==== Available data

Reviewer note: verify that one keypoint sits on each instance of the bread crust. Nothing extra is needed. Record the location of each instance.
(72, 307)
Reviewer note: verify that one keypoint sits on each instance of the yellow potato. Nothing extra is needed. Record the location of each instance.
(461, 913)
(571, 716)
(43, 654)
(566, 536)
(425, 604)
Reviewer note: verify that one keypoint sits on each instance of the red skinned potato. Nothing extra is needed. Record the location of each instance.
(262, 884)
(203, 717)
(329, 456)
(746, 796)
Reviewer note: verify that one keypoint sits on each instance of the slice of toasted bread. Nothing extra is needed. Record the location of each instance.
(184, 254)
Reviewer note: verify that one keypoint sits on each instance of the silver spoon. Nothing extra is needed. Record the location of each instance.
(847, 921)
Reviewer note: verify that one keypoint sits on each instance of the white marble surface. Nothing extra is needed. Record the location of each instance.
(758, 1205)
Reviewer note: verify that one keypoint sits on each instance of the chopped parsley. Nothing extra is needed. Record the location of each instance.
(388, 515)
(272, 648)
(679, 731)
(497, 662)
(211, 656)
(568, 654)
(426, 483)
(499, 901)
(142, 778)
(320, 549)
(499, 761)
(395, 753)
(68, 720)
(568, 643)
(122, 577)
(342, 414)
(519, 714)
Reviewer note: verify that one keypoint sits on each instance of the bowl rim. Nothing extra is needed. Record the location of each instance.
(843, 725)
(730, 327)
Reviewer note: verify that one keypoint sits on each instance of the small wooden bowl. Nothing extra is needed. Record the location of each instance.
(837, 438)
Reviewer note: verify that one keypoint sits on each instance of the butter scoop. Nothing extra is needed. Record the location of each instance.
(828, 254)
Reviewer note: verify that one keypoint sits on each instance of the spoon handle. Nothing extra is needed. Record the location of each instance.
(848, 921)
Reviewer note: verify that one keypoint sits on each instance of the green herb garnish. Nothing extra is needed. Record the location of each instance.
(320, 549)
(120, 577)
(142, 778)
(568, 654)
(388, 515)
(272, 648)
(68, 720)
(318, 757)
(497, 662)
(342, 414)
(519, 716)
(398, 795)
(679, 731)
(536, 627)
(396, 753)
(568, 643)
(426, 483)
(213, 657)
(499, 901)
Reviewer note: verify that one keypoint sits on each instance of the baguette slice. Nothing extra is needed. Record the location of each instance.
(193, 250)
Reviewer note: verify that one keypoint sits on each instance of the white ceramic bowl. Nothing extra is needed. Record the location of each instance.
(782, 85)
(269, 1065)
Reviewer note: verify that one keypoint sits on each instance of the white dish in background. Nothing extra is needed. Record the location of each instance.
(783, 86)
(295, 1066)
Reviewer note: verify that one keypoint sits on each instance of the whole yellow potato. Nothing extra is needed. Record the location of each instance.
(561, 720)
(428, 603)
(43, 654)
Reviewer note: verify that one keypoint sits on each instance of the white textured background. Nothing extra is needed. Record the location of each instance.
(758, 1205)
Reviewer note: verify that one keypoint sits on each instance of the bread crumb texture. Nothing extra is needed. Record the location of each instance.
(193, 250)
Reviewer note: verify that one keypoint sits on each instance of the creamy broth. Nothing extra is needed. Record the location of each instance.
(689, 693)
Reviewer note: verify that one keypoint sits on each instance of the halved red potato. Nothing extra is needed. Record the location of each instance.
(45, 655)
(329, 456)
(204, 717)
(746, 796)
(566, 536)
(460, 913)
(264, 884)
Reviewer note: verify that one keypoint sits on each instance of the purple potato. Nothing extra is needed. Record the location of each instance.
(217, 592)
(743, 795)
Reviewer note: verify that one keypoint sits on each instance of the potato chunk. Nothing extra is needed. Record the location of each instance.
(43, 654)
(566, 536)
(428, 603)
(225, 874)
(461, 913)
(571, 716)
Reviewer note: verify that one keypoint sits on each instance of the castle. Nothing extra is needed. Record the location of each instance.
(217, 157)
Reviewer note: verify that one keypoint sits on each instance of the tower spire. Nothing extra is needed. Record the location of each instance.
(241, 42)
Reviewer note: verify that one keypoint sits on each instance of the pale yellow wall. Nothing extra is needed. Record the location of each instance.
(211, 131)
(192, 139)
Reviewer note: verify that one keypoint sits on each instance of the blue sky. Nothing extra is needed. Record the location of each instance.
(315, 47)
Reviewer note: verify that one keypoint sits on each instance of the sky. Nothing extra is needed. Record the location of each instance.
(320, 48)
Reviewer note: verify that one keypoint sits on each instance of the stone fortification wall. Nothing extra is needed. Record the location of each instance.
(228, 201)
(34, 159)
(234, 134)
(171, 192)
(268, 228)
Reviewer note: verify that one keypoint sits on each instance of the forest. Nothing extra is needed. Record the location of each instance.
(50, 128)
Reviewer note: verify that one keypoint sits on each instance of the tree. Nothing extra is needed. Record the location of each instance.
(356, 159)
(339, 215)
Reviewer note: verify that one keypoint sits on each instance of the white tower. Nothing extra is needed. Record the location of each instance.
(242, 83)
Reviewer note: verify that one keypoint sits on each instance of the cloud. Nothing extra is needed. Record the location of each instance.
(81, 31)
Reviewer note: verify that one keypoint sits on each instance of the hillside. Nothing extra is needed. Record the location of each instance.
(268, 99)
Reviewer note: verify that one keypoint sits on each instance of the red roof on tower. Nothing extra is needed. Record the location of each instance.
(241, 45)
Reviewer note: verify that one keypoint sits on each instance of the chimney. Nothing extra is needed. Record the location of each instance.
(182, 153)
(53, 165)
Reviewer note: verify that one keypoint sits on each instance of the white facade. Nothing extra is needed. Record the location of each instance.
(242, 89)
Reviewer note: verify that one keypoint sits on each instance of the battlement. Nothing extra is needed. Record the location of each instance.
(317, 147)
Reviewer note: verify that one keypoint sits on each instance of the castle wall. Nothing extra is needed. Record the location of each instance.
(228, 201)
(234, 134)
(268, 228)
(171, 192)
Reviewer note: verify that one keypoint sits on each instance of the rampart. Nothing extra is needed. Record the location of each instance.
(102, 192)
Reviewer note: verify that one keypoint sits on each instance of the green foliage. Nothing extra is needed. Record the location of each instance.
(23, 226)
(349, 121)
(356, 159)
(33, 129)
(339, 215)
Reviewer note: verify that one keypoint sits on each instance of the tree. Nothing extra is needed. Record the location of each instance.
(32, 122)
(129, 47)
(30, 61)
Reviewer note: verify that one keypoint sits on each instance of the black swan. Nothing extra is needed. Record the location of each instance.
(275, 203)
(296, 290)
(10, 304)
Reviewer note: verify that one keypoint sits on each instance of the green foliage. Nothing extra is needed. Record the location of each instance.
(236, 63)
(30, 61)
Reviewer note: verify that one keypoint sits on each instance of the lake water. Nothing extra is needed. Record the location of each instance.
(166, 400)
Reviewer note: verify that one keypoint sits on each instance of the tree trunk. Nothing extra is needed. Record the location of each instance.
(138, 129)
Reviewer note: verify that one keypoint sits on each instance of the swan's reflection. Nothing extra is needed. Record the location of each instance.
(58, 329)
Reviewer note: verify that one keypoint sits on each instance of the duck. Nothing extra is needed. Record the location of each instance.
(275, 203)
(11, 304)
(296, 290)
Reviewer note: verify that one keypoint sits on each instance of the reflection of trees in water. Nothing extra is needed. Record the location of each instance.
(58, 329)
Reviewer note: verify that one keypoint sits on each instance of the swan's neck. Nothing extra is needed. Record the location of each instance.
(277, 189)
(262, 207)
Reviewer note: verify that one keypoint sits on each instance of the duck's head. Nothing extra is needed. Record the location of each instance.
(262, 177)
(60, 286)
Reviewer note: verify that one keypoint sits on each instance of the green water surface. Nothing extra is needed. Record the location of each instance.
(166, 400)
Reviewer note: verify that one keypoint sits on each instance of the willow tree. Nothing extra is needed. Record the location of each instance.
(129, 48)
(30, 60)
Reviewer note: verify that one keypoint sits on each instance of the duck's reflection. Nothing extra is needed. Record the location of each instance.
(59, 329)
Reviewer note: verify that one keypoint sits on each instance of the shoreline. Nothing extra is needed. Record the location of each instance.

========

◆ **What this task involves**: Rewrite the data above from the line containing "the duck's reflection." down to its last line, raising each coordinate by 99 and keeping all other text as it is.

◆ **The completed task**:
Reviewer note: verify that one keypoint sits on each instance of the duck's reflection. Nothing extra is needed. Record the location of each instance.
(158, 428)
Reviewer note: verify that one keypoint sits on each instance of the shoreline. Nothing extra is needed. Record the location of each instance.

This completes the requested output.